** To be done **
a) Print a passage from the Pandas tutorial word for word. Begin at the words "import pandas as" and stop after "to calculate this.".
b) Summarize the Pandas tutorial in two sentences.

** Text excerpt **
"""

Analyzing Data with Pandas
Today we are going to be introducing how to calculate and use rolling averages in our Pandas Dataframes. To do this we are going to need a large dataset of box scores over at least a few weeks worth of games, if you do not have a dataset to accomplish this, go ahead and check out my webscraping tutorials for instructions on how to obtain one.
Now that we have a dataset to use, I will be using a dataset containing all NBA games from the 2019-2020 season up until 02/13/2020. You don’t have to use the same dataset, but just be aware if you are using a different one then the numbers shown here will likely differ from your own.
Okay then, first things first we need to import pandas and load our dataset into a dataframe.
import pandas as pd
df = pd.read_excel(r"insert your dataset file here")
Next we are just going to use the head function to take a quick peek at our data and make sure it looks fine. Also, this is a dataset we previously used in a Pandas tutorial, so the fanduel fantasy points scored are already incorporated. If you are unsure about how to perform this calculation, please check out my previous Pandas tutorials for instructions on how to calculate this.
df.head()
Player | Match_Up | Game_Date | MIN | PTS | REB | AST | STL | BLK | TOV | FP | |
---|---|---|---|---|---|---|---|---|---|---|---|
0 | Terrance Ferguson | OKC @ NOP | 02/13/2020 | 20 | 3 | 1 | 2 | 1 | 0 | 0 | 10.2 |
1 | Danilo Gallinari | OKC @ NOP | 02/13/2020 | 33 | 29 | 2 | 1 | 2 | 0 | 2 | 36.9 |
2 | Gordon Hayward | BOS vs. LAC | 02/13/2020 | 48 | 21 | 13 | 4 | 1 | 1 | 0 | 48.6 |
3 | Enes Kanter | BOS vs. LAC | 02/13/2020 | 20 | 8 | 8 | 2 | 0 | 1 | 2 | 21.6 |
4 | Jaxson Hayes | NOP vs. OKC | 02/13/2020 | 8 | 4 | 2 | 3 | 0 | 0 | 0 | 10.9 |
Now that we’ve taken a look at the data, we are going to need to convert the Game_Date field to an actual datetime data type for Pandas to be able to sort the games by date properly. Pandas by default reads this field in as a generic string value, so when we try to sort the games to get a proper rolling average, the games will just be sorted January-December or December-January rather than October-February.
df['Game_Date'] = df['Game_Date'].astype('datetime64')

"""

** Data shown **
"""

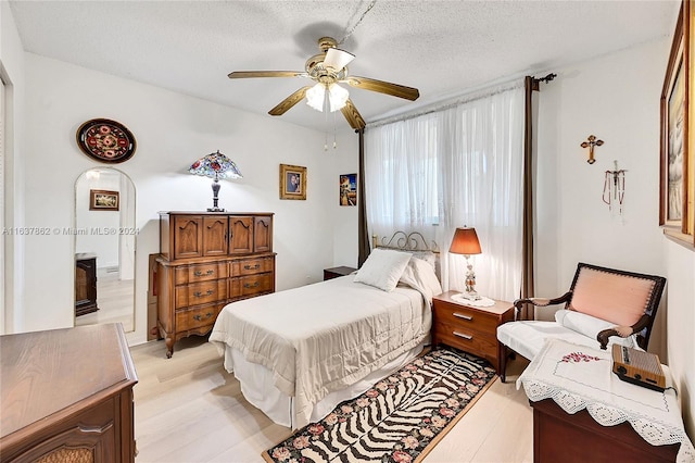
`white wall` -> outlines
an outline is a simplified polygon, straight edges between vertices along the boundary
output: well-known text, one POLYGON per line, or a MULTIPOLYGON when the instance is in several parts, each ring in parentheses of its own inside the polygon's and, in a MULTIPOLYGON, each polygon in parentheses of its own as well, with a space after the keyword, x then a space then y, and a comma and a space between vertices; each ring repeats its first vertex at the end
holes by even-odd
MULTIPOLYGON (((235 160, 244 175, 241 180, 222 182, 219 205, 238 212, 275 212, 278 290, 320 280, 323 268, 333 265, 336 185, 341 173, 336 160, 356 159, 355 134, 341 127, 338 149, 324 152, 325 135, 317 130, 35 54, 25 57, 26 122, 40 127, 40 133, 26 137, 23 151, 33 166, 25 179, 27 226, 74 225, 75 179, 98 164, 75 143, 81 123, 113 118, 137 138, 135 155, 117 165, 135 183, 140 228, 131 343, 144 340, 148 329, 147 265, 148 254, 159 252, 157 211, 212 205, 211 180, 190 175, 187 168, 215 150, 235 160), (280 163, 308 168, 306 201, 279 200, 280 163)), ((73 326, 73 253, 70 236, 26 238, 26 268, 31 272, 31 287, 41 290, 27 288, 24 323, 17 330, 73 326)))
MULTIPOLYGON (((7 1, 0 2, 0 74, 5 83, 5 165, 4 226, 24 225, 24 51, 7 1)), ((4 235, 3 288, 5 313, 0 314, 0 334, 14 333, 23 324, 23 314, 13 308, 24 304, 24 237, 4 235)))
POLYGON ((695 256, 668 241, 658 223, 659 96, 669 47, 664 39, 553 70, 557 78, 541 84, 536 295, 564 293, 578 262, 666 276, 649 350, 673 371, 692 435, 695 256), (594 164, 580 147, 590 135, 605 142, 594 164), (622 215, 602 200, 614 160, 627 170, 622 215))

"""

** Answers to the problems **
a)
import pandas as pd
df = pd.read_excel(r"insert your dataset file here")
Next we are just going to use the head function to take a quick peek at our data and make sure it looks fine. Also, this is a dataset we previously used in a Pandas tutorial, so the fanduel fantasy points scored are already incorporated. If you are unsure about how to perform this calculation, please check out my previous Pandas tutorials for instructions on how to calculate this.

b) The tutorial introduces how to calculate and use rolling averages in Pandas DataFrames, using a dataset of all NBA games from the 2019-2020 season up until 02/13/2020. After importing pandas, loading the dataset into a dataframe and checking it with the head function, it converts the Game_Date field from a generic string to a datetime type so Pandas can sort the games by date properly.